• _DIE AUFGABEN_:
(a) Schreib im Textauszug über Mathilde Gouldstikker das Stück von „So ganz schien“ bis „für einen Fototermin.“ noch einmal ab und benenne dabei „Stadttheater“ in „Konzerthaus“ um.
(b) Woraus wurde das Augsburger Viertel finanziert, zu dessen Einweihung Bismarck laut dem Textauszug über Mathilde Gouldstikker in der Stadt war?
(c) Setz den Text über Mathilde Gouldstikker und Bismarck nach seinem letzten Satz fort.

• _ZITIERTER TEXTAUSZUG_:

* * * *

So ganz schien das Atelier bei Augsburgs Boheme dennoch nicht angekommen sein. Als Mathilde Gouldstikker versuchte den Fürsten Otto von Bismarck, obgleich politisch abgehalftert, zu porträtieren, erhielt sie eine empfindliche Abfuhr. Bismarck war zur Einweihung des gleichnamigen Viertels, finanziert aus französischen Reparationszahlungen nach dem verlorenen Krieg von 1870, in Augsburg. Einer seine wildesten Verehrer war der Dirigent Hans von Bülow, schon zu Lebzeiten eine Konzertlegende. Er dirigierte zu Bismarcks Ehren im Stadttheater und ließ sich von Mathilde Gouldstikker mehrfach fotografieren. Diese hoffte über ihre devote Nähe zum Bürgertum über von Bülow auf einen Termin mit Bismarck, auch zum eigenen Ruhm. Von Bülow kommentierte Mathildes Brief mit „Hoho! Augsburg - großartig naiv! Offensichtlich war von Bülows Einfluss nicht groß genug für einen Fototermin.

* * * *

• _VORLIEGENDE ANGABEN_:
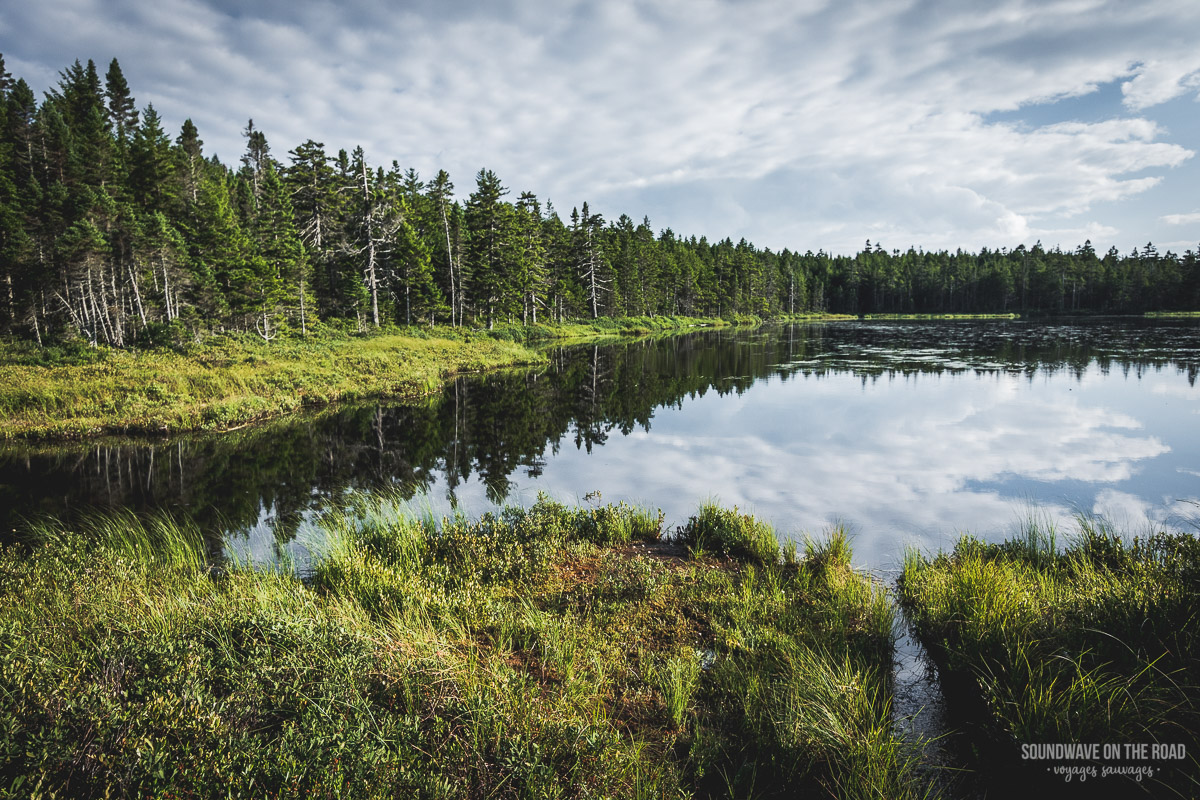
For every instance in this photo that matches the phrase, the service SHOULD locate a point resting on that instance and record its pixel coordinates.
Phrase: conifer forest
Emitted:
(115, 230)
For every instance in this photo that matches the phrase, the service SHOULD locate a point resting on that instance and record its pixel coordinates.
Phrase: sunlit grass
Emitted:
(539, 653)
(1090, 637)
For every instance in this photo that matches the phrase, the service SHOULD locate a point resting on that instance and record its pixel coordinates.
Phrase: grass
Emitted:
(229, 382)
(1096, 641)
(941, 316)
(540, 653)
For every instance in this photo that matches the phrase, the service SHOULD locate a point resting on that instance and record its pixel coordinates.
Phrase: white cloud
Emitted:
(859, 118)
(1182, 218)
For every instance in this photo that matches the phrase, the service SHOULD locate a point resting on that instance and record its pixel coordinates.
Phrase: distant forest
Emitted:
(114, 232)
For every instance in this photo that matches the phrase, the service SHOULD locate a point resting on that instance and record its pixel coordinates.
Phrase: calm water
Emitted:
(906, 432)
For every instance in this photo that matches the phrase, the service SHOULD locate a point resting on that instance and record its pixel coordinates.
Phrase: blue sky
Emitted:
(811, 124)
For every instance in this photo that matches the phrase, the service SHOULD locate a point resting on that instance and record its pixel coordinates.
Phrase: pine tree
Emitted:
(589, 260)
(123, 113)
(489, 233)
(151, 163)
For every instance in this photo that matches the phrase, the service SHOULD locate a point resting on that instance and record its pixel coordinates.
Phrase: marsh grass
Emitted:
(539, 653)
(1091, 641)
(229, 382)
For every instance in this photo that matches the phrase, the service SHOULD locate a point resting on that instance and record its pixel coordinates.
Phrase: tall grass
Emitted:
(539, 653)
(1093, 641)
(231, 382)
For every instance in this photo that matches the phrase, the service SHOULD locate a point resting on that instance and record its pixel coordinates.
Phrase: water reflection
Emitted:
(909, 432)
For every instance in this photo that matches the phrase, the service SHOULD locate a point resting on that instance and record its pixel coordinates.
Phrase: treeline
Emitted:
(113, 230)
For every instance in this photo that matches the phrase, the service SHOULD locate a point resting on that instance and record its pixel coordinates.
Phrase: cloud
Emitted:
(849, 118)
(943, 459)
(1182, 218)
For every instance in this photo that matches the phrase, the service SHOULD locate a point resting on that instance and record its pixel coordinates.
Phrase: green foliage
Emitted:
(223, 382)
(724, 531)
(126, 229)
(1092, 642)
(508, 656)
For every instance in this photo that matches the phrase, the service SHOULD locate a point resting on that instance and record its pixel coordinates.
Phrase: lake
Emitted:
(906, 432)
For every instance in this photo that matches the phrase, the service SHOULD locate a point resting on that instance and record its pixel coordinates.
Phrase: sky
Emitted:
(799, 124)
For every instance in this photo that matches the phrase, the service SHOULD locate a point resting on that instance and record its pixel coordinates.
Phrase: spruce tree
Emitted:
(123, 113)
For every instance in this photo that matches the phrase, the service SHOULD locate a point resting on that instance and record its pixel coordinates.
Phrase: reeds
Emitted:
(1090, 642)
(539, 653)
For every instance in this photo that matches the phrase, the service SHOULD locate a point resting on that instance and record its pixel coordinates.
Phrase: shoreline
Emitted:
(706, 660)
(228, 383)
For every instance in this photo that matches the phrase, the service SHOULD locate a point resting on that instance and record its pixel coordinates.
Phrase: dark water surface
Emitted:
(907, 432)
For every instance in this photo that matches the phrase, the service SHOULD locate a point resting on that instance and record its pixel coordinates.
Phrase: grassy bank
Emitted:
(226, 382)
(540, 653)
(76, 391)
(941, 316)
(1097, 642)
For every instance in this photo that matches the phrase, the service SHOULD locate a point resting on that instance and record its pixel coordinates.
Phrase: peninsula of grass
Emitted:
(1097, 643)
(227, 382)
(540, 653)
(941, 316)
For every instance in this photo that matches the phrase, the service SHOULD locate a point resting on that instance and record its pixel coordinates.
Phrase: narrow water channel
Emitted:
(907, 433)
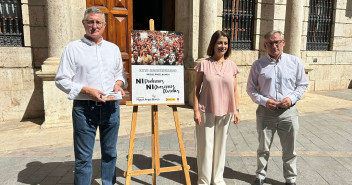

* * * *

• _DIE ANTWORTEN_:
(a)
So ganz schien das Atelier bei Augsburgs Boheme dennoch nicht angekommen sein. Als Mathilde Gouldstikker versuchte den Fürsten Otto von Bismarck, obgleich politisch abgehalftert, zu porträtieren, erhielt sie eine empfindliche Abfuhr. Bismarck war zur Einweihung des gleichnamigen Viertels, finanziert aus französischen Reparationszahlungen nach dem verlorenen Krieg von 1870, in Augsburg. Einer seine wildesten Verehrer war der Dirigent Hans von Bülow, schon zu Lebzeiten eine Konzertlegende. Er dirigierte zu Bismarcks Ehren im Konzerthaus und ließ sich von Mathilde Gouldstikker mehrfach fotografieren. Diese hoffte über ihre devote Nähe zum Bürgertum über von Bülow auf einen Termin mit Bismarck, auch zum eigenen Ruhm. Von Bülow kommentierte Mathildes Brief mit „Hoho! Augsburg - großartig naiv! Offensichtlich war von Bülows Einfluss nicht groß genug für einen Fototermin.

(b) Aus französischen Reparationszahlungen nach dem Krieg von 1870.

(c)
Bilder aus Augsburgs Bürgertum, aber nichts Optisches vom Elend der Proletarier

Wer den Begleitband in der Hand hat und sich mit den historischen Örtlichkeiten vertraut machen will, geht den kurzen Weg von der Ludwigstraße in die Wertachvorstadt hinunter. Anschließend MUSS man den m.E. besten Beitrag der Atelier Elvira Dokumentation lesen. Dr. Gregor Nagler gelang es am Beispiel der Creme de la Creme der Augsburger Industriellen, den Riedingers, das Großbürgertum zu entrahmen und die Magermilch des Arbeiterdaseins in Augsburg gerinnen zu lassen.

Zwar spielt das Atelier Elvira in diesem Report nur eine untergeordnete Rolle, Nagler skizziert aber ein exzellentes Bild über die unterschiedlichen Lebensbedingungen von den Reichen in der Oberstadt um Dom und St. Ulrich und den Armen in den (Wertach)Vorstädten.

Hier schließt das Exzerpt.